== Aim of the exercise ==
The answer must be every entry below, word for word, with the pictures left out.

START Material for the task

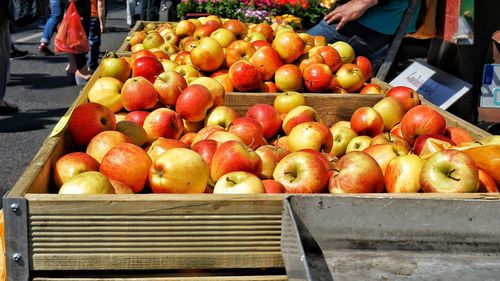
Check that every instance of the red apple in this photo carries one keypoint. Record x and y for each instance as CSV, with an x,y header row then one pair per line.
x,y
345,50
206,148
239,49
357,172
298,115
185,28
194,102
350,77
249,130
341,137
367,121
458,135
90,182
234,156
138,94
260,43
402,174
244,76
365,65
301,172
265,29
421,141
72,164
137,116
289,46
169,86
273,186
147,67
239,182
101,143
205,132
179,170
116,67
89,119
221,115
405,95
288,78
391,111
267,116
330,55
312,135
286,101
267,61
238,28
223,36
450,171
372,89
486,183
127,163
216,89
384,153
389,138
358,143
270,156
208,55
159,146
317,77
268,87
420,120
163,122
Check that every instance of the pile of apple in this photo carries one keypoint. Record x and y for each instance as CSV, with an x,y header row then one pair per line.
x,y
190,142
251,57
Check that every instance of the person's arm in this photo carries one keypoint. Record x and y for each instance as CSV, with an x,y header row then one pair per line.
x,y
101,13
349,11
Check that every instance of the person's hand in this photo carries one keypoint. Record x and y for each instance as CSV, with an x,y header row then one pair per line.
x,y
349,11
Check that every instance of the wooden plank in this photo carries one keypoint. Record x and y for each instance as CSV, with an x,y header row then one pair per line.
x,y
158,261
195,278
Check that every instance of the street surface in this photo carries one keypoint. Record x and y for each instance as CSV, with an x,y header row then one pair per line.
x,y
38,85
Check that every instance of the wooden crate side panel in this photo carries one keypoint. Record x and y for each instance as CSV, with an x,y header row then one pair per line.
x,y
195,278
154,233
331,107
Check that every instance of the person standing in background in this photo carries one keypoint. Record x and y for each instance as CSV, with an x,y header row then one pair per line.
x,y
150,10
132,16
5,49
367,25
97,26
77,69
56,14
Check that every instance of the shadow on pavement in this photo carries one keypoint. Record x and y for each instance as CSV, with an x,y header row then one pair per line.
x,y
39,81
30,120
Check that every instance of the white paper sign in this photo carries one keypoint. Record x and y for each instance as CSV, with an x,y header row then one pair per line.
x,y
436,86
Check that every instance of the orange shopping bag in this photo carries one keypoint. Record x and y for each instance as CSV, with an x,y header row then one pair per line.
x,y
71,37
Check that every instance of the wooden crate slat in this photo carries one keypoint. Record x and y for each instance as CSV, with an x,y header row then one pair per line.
x,y
158,261
196,278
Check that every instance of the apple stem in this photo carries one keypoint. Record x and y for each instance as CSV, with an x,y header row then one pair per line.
x,y
230,180
294,175
451,176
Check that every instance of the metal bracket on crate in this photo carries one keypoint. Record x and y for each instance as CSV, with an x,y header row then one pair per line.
x,y
302,256
16,239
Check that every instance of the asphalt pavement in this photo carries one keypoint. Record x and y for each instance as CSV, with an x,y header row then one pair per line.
x,y
38,85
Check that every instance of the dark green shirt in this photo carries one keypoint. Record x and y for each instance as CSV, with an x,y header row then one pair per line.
x,y
386,16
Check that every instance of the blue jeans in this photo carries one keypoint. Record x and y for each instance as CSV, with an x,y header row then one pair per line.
x,y
365,42
95,43
56,15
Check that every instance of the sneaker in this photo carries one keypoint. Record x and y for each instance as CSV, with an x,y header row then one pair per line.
x,y
44,49
16,54
8,109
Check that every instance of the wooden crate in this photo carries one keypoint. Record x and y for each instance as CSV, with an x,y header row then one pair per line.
x,y
139,25
47,233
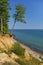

END Material for the task

== Solution for this task ==
Check that every instance of the red apple in this photo carries one keypoint. Record x and y for each instance as CSV, with an x,y header row then one pair per line.
x,y
345,50
206,148
239,49
357,172
298,115
185,28
194,102
350,77
249,130
341,137
367,121
458,135
90,182
234,156
138,94
260,43
402,174
244,76
365,65
301,172
265,29
421,141
72,164
137,116
289,46
169,86
273,186
147,67
239,182
101,143
205,132
179,170
116,67
89,119
221,115
405,95
288,78
391,111
267,116
330,55
312,135
286,101
267,61
238,28
223,36
450,171
372,89
486,183
127,163
216,89
384,153
389,138
358,143
270,156
208,55
159,146
317,77
268,87
420,120
163,122
Check that every instance of the pile of apple in this photo carries one keypoint. Record x and y for each instance as CSV, with an x,y header row then one pair per line.
x,y
190,142
251,57
Check that every instance of the person's arm in this photo carries one keypoint. Record x and y for each instance as CSV, with an x,y header row then one pair per line.
x,y
101,13
349,11
Check that every instance of the person's hand in this photo carries one keypoint. Record x and y for each instance as CSV, with an x,y header row then one pair per line.
x,y
349,11
Check that every instance of the wooden plank in this photo carries one keypoint. Record x and y for each instance as CSV, with an x,y header row then one pair per line.
x,y
158,261
195,278
Check that every instance of the street surface in this photo carries one keypoint. Record x and y for each instance as CSV, with an x,y header row then one pair per line.
x,y
38,85
Check that every instance of the wooden crate side panel in this photo carries one keypoint. Record x and y for each instance as CSV, with an x,y header row then one pair per line.
x,y
195,278
154,233
331,107
Check that every instance of the person standing in background in this photo carries one keypoint. Record x and y for each instance as CSV, with an x,y header row then one pair per line.
x,y
150,10
132,16
5,49
367,25
97,26
77,69
56,14
Check that every instance of the shadow on pavement in this photo carries one keypoint. Record x and y for each instance as CSV, with an x,y header row then one pair per line.
x,y
39,81
30,120
Check that every instance of the white paper sign in this photo carries one keypoint. Record x and y for each instance as CSV, with an x,y header row then one pair per line.
x,y
436,86
Check that every instance of the orange shopping bag in this photo carries one keypoint. Record x and y for each instance as CSV, with an x,y header row then one pair per line.
x,y
71,37
Check that every instance of the wooden crate slat in this photo carries one keypoint. Record x and y for each instance as CSV, with an x,y header row then one pair per line.
x,y
158,261
196,278
Check that every instance of the apple stem in this photo carries one keypoint. Record x and y for each instance as CSV, with an x,y header row then one pair per line.
x,y
230,180
294,175
451,176
Check that every instance of the metal bracket on crate in this photo carries one keypoint. Record x and y for each instance as CSV, with an x,y header row then one pair per line.
x,y
302,256
16,239
Check that every instance of the asphalt pavement in this photo carries one keypoint. Record x and y for each instance as CSV, with an x,y header row then one pair per line.
x,y
38,85
Check that every instance of the dark green shirt in this photo carries one keypoint. Record x and y for each instance as CSV, with an x,y header row then one pair per line.
x,y
386,16
Check that every instance of the blue jeans in this photo carries one keypoint. Record x and y for each instance as CSV, with an x,y header row then one pair per line.
x,y
365,42
95,43
56,15
Check that every instance of the sneaker in this photo carries one keypoint. Record x and y for each instance as CSV, with an x,y header row then one pair per line.
x,y
44,49
16,54
8,109
Check that every instance of the wooden crate in this photo carries one keypoint. Record x and y for each instance as CSV, with an x,y header row then one pair per line.
x,y
139,25
47,233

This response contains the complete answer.